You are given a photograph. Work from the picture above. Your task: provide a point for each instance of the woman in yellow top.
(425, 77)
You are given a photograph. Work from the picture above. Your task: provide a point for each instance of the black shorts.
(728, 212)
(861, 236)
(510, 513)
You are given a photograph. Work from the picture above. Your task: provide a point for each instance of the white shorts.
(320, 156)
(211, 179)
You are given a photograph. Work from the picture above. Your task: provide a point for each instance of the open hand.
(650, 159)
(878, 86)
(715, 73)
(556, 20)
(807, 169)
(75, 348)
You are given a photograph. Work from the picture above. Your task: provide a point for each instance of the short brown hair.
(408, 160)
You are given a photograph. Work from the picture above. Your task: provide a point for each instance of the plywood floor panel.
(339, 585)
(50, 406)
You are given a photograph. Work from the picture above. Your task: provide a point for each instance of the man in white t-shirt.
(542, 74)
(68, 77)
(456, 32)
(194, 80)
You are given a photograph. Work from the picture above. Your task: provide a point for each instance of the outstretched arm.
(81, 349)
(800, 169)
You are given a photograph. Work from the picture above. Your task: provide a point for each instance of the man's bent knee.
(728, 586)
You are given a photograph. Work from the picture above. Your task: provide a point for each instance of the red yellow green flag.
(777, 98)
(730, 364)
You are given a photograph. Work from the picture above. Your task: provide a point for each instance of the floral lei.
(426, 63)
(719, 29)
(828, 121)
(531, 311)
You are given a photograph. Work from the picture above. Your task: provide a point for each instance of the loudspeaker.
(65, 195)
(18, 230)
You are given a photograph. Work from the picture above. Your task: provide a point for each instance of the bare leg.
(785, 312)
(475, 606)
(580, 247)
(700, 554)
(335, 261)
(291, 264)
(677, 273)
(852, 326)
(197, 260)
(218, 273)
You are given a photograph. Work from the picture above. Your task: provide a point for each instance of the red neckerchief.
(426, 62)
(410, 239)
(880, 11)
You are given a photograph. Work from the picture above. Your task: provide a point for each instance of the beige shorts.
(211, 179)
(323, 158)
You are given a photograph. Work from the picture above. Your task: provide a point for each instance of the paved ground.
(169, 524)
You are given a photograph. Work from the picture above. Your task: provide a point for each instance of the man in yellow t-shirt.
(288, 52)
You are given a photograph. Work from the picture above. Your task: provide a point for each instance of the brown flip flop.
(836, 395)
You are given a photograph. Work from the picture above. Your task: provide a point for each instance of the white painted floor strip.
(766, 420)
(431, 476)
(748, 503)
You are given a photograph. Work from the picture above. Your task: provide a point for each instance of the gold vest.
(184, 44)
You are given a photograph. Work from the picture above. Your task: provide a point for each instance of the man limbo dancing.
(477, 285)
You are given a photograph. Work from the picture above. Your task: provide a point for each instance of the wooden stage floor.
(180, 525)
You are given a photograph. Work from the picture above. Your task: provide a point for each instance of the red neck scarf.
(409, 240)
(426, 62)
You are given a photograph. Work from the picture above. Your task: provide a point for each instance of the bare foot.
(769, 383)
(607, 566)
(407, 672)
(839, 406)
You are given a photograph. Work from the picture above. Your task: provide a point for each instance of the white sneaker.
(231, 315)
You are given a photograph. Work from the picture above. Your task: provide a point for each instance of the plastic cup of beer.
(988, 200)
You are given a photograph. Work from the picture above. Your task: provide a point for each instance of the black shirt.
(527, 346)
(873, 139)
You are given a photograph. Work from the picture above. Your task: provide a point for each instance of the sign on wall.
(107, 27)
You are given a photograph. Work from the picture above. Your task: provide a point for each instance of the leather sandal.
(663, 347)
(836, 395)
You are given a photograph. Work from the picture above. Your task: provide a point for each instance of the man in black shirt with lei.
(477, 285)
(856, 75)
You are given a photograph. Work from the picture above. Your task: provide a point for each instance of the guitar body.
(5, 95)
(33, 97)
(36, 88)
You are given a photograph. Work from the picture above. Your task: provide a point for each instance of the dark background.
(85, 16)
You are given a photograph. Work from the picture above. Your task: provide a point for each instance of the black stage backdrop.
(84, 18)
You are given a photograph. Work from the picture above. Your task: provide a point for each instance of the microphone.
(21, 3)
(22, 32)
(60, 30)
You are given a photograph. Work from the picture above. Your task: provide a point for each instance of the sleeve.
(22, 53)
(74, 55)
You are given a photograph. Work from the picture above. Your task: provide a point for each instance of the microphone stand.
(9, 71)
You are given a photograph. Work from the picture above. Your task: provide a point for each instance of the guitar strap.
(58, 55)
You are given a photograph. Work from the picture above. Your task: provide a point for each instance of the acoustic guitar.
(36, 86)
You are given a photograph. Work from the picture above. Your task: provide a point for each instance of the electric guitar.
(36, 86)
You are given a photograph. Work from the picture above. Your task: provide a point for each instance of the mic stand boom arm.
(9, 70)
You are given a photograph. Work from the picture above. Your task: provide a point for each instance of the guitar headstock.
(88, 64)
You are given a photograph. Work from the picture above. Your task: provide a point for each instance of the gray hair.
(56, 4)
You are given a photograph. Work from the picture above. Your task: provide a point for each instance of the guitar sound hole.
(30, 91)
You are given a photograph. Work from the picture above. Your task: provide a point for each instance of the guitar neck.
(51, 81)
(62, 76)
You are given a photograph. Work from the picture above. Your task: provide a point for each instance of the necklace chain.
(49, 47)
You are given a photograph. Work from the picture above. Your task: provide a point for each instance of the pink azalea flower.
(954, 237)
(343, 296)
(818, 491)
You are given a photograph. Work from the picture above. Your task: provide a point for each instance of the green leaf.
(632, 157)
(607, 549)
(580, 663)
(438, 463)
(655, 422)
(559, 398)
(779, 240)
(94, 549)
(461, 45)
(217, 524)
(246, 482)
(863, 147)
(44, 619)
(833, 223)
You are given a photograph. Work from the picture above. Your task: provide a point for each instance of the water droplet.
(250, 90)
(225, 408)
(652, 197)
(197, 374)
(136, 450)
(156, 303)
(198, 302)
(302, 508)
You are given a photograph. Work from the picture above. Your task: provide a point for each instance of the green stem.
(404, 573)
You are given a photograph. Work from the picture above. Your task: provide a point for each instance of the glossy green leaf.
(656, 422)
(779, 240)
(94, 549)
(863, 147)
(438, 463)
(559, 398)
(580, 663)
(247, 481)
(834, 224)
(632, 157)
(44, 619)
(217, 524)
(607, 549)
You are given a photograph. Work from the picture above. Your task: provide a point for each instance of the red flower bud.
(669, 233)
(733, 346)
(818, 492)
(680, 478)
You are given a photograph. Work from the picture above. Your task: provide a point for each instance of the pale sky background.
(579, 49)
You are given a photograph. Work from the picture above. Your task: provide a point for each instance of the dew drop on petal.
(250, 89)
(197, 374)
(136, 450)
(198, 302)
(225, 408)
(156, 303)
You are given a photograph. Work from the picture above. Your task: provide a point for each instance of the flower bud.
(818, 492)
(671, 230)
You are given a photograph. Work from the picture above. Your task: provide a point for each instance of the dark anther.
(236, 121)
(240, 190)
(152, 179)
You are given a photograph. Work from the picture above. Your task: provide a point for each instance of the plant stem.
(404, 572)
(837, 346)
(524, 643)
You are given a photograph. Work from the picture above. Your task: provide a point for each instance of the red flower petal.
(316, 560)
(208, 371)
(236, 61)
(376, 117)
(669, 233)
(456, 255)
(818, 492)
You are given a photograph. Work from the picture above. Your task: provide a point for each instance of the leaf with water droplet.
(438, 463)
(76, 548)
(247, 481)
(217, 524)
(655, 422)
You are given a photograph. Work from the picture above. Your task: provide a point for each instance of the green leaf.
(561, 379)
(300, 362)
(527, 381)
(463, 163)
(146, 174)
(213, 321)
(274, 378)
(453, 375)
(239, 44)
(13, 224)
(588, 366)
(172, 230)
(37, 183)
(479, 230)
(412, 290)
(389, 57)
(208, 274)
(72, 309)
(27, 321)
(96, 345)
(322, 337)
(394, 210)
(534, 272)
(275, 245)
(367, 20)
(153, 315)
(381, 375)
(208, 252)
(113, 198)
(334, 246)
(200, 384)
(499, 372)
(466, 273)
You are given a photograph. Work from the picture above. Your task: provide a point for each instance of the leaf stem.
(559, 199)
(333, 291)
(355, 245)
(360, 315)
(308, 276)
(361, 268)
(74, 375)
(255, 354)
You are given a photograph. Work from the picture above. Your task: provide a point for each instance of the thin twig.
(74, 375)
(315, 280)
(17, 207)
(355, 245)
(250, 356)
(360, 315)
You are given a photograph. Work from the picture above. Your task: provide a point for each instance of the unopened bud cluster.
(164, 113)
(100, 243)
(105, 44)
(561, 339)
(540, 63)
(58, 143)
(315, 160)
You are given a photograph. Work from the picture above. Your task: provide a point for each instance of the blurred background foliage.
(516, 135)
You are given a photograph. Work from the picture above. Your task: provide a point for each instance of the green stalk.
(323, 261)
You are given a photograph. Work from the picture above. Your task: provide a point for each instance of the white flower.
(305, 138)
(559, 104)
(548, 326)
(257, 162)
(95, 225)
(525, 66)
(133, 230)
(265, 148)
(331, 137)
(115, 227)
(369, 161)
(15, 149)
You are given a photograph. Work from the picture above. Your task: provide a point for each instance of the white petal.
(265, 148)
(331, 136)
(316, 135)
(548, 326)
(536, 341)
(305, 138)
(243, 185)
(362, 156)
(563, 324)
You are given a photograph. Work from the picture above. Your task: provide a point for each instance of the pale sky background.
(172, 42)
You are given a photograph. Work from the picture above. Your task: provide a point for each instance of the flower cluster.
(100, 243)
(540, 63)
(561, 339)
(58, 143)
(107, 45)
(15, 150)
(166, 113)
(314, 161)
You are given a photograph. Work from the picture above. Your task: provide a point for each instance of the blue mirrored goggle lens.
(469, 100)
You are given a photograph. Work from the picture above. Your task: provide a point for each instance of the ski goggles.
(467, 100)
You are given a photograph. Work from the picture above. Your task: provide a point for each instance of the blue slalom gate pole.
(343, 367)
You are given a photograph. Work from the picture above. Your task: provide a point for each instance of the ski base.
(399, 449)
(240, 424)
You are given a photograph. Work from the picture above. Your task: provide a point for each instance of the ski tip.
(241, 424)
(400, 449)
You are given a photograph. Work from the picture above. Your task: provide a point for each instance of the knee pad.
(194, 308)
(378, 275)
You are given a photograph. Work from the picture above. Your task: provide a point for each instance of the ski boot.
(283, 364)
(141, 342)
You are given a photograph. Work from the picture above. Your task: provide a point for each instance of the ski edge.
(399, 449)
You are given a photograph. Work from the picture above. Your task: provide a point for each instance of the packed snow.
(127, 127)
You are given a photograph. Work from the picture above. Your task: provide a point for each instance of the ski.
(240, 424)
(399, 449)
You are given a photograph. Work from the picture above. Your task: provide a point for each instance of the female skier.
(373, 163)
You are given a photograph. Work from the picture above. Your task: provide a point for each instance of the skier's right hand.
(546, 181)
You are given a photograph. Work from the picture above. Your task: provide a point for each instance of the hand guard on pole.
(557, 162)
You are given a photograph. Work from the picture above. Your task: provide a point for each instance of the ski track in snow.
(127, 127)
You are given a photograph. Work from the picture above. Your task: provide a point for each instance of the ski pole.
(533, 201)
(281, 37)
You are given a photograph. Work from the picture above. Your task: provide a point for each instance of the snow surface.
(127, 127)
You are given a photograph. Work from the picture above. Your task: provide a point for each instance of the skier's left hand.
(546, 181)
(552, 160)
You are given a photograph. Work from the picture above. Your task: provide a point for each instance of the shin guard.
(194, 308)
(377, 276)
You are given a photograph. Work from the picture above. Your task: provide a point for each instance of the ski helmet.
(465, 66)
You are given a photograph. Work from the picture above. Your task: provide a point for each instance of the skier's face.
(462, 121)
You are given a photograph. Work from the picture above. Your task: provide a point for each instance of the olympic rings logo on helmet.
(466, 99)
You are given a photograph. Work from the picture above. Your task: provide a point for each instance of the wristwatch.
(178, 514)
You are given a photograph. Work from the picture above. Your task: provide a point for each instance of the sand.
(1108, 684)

= = = =

What to work on -> Copy the stretch from the line containing "of the wristwatch." through the end of the records, replacing "sand" with "gravel" and keeping everything else unchanged.

Exercise output ->
You are given a photograph. Work from the picture above. Your task: provide a point for each instance of the wristwatch.
(178, 514)
You are given a photograph. Work from the picture above. Your task: provide a point for each instance of the gravel.
(1108, 684)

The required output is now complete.